(Records from a data collection)
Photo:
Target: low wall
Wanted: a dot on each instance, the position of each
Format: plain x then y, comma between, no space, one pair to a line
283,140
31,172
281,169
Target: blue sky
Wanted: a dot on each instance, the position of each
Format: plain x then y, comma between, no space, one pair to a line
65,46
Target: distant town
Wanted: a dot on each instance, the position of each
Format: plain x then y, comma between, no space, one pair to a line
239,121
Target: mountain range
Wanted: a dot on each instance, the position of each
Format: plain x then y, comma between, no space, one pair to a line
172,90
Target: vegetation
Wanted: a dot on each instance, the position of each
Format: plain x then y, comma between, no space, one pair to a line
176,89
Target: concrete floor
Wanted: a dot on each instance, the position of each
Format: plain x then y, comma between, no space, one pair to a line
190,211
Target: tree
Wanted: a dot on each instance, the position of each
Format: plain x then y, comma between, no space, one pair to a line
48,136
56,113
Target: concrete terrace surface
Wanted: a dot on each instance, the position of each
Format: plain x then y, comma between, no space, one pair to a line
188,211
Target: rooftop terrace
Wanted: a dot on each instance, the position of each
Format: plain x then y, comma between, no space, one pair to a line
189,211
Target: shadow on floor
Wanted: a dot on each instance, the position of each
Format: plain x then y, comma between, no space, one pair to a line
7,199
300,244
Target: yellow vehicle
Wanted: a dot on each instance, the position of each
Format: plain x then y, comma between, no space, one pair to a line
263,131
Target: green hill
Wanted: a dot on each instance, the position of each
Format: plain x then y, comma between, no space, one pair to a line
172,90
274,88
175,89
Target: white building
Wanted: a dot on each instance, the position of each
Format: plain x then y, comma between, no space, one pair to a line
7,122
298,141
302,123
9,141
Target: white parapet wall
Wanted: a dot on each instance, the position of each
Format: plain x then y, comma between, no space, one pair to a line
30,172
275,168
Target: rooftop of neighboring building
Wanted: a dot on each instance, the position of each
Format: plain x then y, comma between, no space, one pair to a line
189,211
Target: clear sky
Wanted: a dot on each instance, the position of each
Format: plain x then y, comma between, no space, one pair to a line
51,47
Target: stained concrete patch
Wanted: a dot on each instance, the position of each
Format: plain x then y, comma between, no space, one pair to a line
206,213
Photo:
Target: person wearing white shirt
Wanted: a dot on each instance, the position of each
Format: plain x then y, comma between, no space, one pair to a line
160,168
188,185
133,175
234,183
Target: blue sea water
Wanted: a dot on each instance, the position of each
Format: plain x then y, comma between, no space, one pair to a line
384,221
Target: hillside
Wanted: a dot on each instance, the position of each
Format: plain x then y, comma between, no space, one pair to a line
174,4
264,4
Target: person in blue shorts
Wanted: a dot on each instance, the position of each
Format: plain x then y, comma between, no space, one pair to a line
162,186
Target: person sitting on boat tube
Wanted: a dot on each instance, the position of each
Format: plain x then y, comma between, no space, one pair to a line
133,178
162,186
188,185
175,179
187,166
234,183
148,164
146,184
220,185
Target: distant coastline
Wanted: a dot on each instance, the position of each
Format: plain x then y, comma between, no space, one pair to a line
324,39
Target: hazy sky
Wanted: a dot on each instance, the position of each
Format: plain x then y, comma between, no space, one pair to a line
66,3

▸ **AIM**:
Please copy every line of the records above verbatim, from the first line to the last.

▸ **RESPONSE BELOW**:
Photo:
Target: low wall
Wanted: a dot on each instance, the position of each
Format: plain x then y, comma between, no space, one pair to a line
283,140
31,172
281,169
Target: blue sky
Wanted: a dot on each instance, the position of each
Format: plain x then y, comma between, no space, one pair to a line
65,46
Target: distant town
Wanted: a dot on each instance, the position of each
Format: plain x then y, comma between, no space, one pair to a line
239,121
Target: mountain range
Wanted: a dot on each instance, the position of each
Format: plain x then y, comma between, no space, one pair to a line
172,90
Target: vegetation
Wanted: a dot on each instance, the position of each
Format: plain x then y, comma between, no space, one pair to a line
176,89
Target: concrete floor
Wanted: a dot on each instance, the position of each
Format: plain x then y, comma between, no space, one pair to a line
190,211
Target: tree
Wanted: a dot on each instance, the position of each
Format: plain x then y, comma between, no space, one pair to a line
48,136
56,113
Target: concrete terrace surface
Wanted: a dot on each instance, the position of each
Format: plain x then y, comma between, no space, one pair to a line
188,211
Target: rooftop terrace
Wanted: a dot on each instance, the position of each
Format: plain x then y, comma between, no space, one pair to a line
189,211
Target: shadow on floor
Wanted: a dot on each instance, the position of each
Format: plain x then y, comma between, no space, one pair to a line
7,199
300,244
Target: yellow vehicle
Wanted: a dot on each instance, the position of each
Format: plain x then y, comma between, no space, one pair to a line
263,131
Target: green hill
Wanted: a dot on each instance, the position of each
Format: plain x then y, comma between, no space, one pair to a line
172,90
274,88
175,89
Target: white building
Wanted: a dot on each instance, the position of each
Format: plain x then y, comma between, no space, one pair to a line
7,122
298,141
302,123
9,141
Target: white parapet wall
Wanted: a dot on each instance, the position of each
Format: plain x then y, comma between, no space, one pair to a line
30,172
275,168
Target: rooftop of neighboring building
Wanted: a dot on each instance, the position of each
Format: plain x then y, comma between, no space, one pair to a line
189,211
Target: clear sky
Wanted: a dot on each instance, the position of each
Format: plain x then y, comma between, no space, one pair to a line
51,47
Target: stained concrete patch
Wanted: a dot on each instance, the position of each
Format: plain x then y, comma between, no space, one pair to a line
206,213
Photo:
Target: person wearing white shirt
Wanted: a dot on each instance, the position of each
Format: plain x then y, comma between, no space, one pair to a line
160,168
188,185
133,175
234,183
Target: blue sea water
Wanted: a dot on each instance, the position of each
Format: plain x then y, comma between, no space, one pair to a line
384,221
Target: hillside
Wanted: a dot on each instance, the position of each
Format: plain x then y, comma between, no space, one pair to a line
174,4
264,4
Target: person in blue shorts
Wanted: a dot on each instance, the position of each
Format: plain x then y, comma between, no space, one pair to a line
162,186
Target: person sitting on boat tube
Wanted: a dot on each instance, the position of each
Format: plain x then y, comma between, no space, one pair to a line
133,178
162,186
188,185
175,179
187,166
234,183
148,164
146,184
220,185
Target: distant coastline
Wanted: a dot on each instance, the position of each
Format: plain x then y, comma between, no space, one pair to a line
324,39
Target: hazy sky
Wanted: a dot on each instance, the position of each
Format: plain x then y, comma between, no space, one pair to a line
66,3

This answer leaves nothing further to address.